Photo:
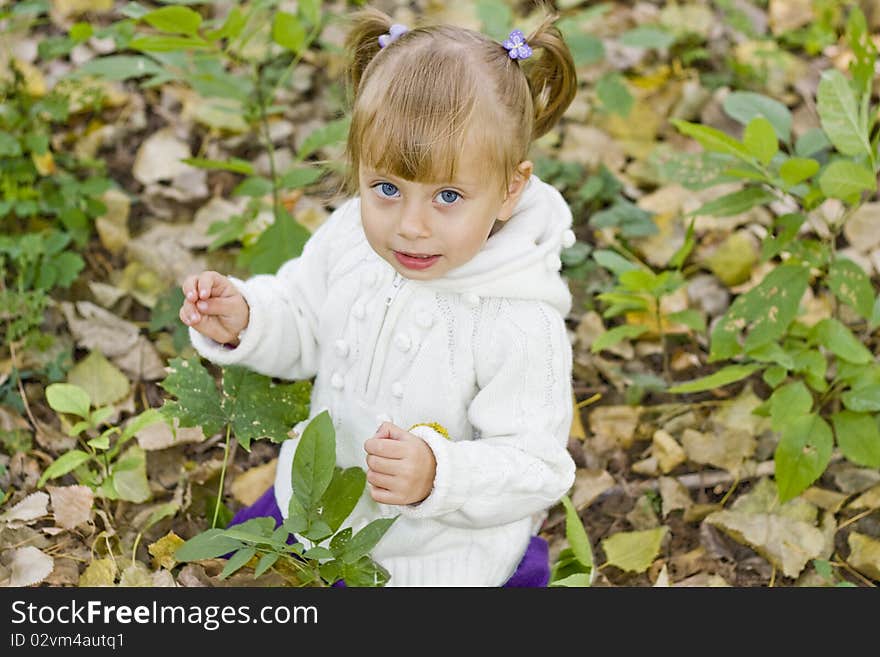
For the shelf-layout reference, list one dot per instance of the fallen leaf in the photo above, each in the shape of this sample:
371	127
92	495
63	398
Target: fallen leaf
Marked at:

**WHAT IS REQUIRED:**
Please rewrite the rows above, changing every "fallen leaf" to "dry leaf" and keeping everything else the same. Leave the pictures out of your answer.

**FINAL RESULT:**
Photo:
For the shelf-layout reference, list one dot per instance of the dry leaf in the photo above, each in the shape of this sample:
371	127
92	495
63	398
Target: dry leaf
Marked at:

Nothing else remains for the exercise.